*Source document:*
□ □ □ □
Stock market crash today: The Indian stock market suffered massive losses in trade on Monday, April 7, mirroring the trends seen in major global markets amid mounting fears over the impact of a global trade war triggered by US President Donald Trump’s reciprocal tariffs.
The Sensex crashed as much as 4,000 points, while the Nifty 50 dropped below 21,800 in early deals.
The BSE Midcap and Smallcap indices plunged up to 10 per cent.
Why is the Indian stock market falling today?
Here are the five key factors that appear to be behind the bloodbath in the Indian stock market:
1. Global selloff
Almost every major market across the world is down with deep cuts as Trump administration showed no sign of backing away from their tariff plans.
According to a Reuters report, Trump on Sunday termed tariffs as “medicine” and said foreign governments would have to pay significantly to lift tariffs.
He said he was not concerned about losses in global stock markets.
“I don’t want anything to go down. But sometimes you have to take medicine to fix something,” Reuters quoted Trump saying so.
There is bloodbath across markets in Asia, Europe and the US. In Asia, Taiwan Weighted crashed 10 per cent during trade on Monday, while Nikkei cracked 7 per cent.
□ □ □ □
Region pointing data:
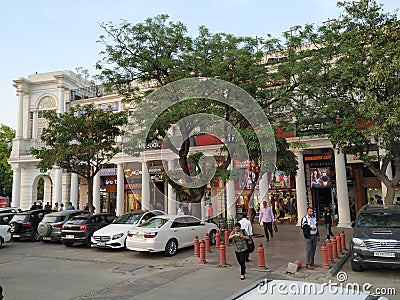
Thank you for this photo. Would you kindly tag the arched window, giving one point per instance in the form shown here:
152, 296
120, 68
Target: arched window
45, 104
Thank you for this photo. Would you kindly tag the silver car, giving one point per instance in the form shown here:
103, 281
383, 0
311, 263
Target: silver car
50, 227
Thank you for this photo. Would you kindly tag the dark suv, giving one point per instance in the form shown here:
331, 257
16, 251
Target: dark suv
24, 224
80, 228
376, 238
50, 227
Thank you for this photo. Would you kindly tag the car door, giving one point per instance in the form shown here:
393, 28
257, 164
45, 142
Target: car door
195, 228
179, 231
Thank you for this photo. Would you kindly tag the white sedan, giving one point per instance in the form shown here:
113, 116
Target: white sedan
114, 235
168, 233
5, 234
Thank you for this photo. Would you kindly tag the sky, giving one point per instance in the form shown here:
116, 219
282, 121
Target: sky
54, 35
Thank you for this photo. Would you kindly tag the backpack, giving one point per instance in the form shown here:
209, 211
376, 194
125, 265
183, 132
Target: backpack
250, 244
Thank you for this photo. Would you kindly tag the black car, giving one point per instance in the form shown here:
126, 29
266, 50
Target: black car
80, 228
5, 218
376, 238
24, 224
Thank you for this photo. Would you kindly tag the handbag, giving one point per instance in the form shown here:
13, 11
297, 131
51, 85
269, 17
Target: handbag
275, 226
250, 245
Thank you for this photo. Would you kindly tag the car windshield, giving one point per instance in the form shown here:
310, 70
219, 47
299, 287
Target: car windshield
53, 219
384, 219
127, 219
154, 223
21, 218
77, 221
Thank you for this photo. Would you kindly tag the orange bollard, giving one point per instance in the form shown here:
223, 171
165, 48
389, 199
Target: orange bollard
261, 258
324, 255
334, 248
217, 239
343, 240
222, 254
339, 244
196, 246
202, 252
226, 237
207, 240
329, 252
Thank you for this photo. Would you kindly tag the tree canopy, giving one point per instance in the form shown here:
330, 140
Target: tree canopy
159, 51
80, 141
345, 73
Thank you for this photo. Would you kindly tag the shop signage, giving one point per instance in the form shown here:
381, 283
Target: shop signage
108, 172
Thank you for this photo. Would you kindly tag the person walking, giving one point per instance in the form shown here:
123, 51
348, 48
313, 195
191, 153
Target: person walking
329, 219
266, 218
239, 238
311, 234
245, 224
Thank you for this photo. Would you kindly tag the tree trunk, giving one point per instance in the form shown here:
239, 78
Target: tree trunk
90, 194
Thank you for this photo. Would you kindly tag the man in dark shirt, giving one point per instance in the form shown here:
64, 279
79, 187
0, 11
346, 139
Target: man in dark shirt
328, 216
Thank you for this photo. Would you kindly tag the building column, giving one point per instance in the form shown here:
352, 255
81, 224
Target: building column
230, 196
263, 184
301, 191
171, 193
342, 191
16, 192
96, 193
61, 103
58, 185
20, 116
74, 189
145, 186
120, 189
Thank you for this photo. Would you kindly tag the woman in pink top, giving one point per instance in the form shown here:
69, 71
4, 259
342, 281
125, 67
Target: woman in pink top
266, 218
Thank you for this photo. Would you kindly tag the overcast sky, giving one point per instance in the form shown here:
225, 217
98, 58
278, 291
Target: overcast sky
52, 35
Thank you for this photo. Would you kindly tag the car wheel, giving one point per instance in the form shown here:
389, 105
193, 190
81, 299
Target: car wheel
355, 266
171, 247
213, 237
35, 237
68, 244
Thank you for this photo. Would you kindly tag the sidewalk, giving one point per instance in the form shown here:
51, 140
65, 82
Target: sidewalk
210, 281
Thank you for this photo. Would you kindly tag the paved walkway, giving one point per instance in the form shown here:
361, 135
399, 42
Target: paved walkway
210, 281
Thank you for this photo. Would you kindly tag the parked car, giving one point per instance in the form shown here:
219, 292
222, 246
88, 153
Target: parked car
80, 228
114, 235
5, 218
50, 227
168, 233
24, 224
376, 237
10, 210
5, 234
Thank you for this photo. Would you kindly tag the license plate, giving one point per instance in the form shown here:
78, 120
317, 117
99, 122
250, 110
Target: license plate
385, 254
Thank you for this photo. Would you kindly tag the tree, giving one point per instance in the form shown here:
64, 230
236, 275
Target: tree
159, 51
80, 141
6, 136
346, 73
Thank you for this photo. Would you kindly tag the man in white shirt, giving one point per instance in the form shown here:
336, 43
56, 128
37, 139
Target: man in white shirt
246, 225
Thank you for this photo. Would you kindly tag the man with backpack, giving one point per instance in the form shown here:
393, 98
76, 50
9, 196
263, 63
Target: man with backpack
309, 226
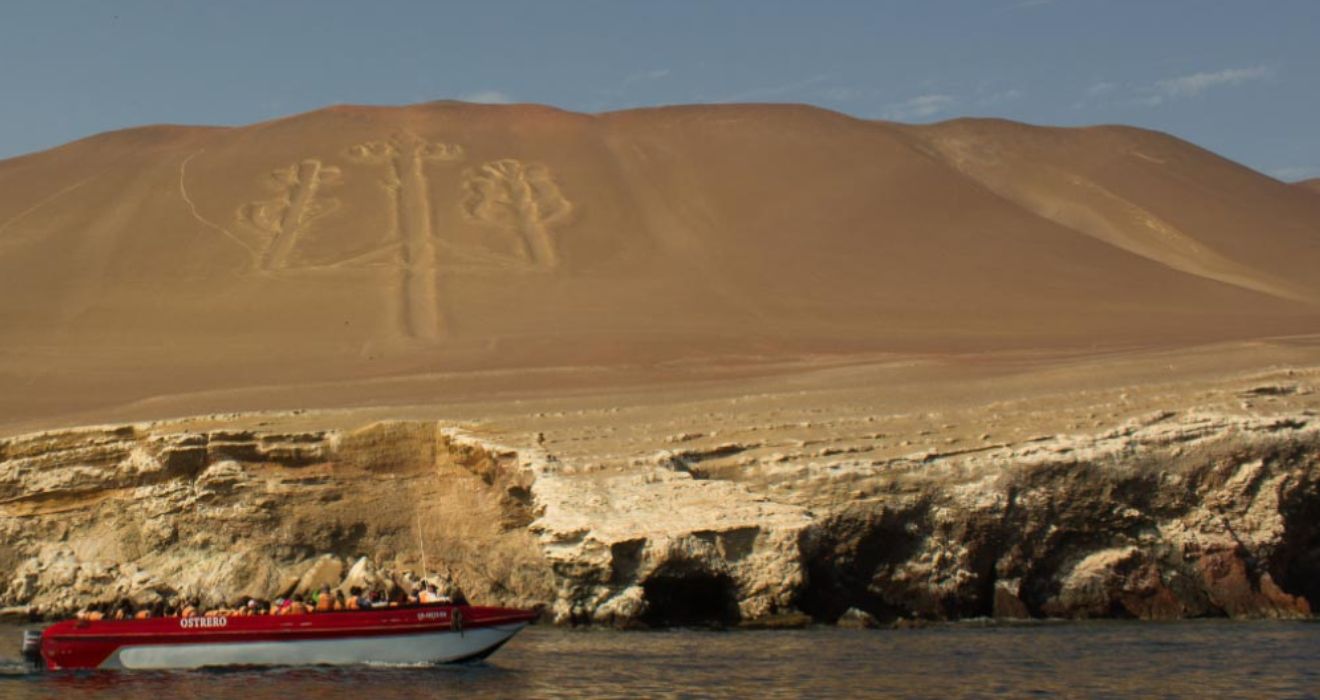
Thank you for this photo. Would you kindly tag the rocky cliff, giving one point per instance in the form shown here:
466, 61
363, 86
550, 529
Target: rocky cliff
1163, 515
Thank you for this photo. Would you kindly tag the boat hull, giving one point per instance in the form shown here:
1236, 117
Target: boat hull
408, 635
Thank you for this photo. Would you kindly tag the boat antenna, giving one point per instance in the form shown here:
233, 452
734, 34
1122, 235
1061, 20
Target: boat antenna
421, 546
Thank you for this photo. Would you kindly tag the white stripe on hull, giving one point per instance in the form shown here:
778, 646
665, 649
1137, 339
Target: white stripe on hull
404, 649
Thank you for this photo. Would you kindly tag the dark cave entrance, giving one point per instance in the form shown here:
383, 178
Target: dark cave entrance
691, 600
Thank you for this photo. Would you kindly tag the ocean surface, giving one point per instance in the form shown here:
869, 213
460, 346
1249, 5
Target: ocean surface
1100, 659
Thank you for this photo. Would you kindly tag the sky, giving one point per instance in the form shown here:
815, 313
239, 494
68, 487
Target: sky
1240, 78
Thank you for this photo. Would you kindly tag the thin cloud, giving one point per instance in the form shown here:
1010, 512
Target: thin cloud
□ □ □ □
*Your tasks:*
**A)** Identify every stock market index mentioned by name in the article on the Indian stock market crash.
**B)** Continue the article on the Indian stock market crash, beginning after its final sentence.
The listing above is not required for this work.

*Answers to the problems:*
**A)** Sensex, Nifty 50, BSE Midcap, BSE Smallcap, Taiwan Weighted, Nikkei

**B)**
On Friday, the S&P 500 crashed 5.97 per cent and Dow Jones ended with a loss of 5.50 per cent. Tech-heavy Nasdaq plunged 5.73 per cent.
Weakness in the global stock market weighs heavily on domestic stock market sentiment.
2. Tariff impact still not priced in
The Trump administration has adopted a rigid stance on the sweeping tariffs imposed on more than 180 countries. This has added to market nervousness, dashing hopes of a favourable outcome from swift negotiations.
In the context of Indian markets, experts believe there could be further downside in the first quarter of the current financial year.
“We see further downside for Indian equities in Q1YF26, notwithstanding the complacent response to the reciprocal tariffs by the US,” said brokerage firm Emkay Global.
“The direct impact on India may be muted, but the resulting US recession poses a nearly 3 per cent risk to FY26 Nifty EPS (earnings per share), and the consequent derating could push the Nifty down to 21,500,” Emkay said.
3. Fears of growth slowdown
Experts believe Trump’s tariffs will drive up inflation, shrink corporate profitability, hit consumer sentiment and weigh on economic growth.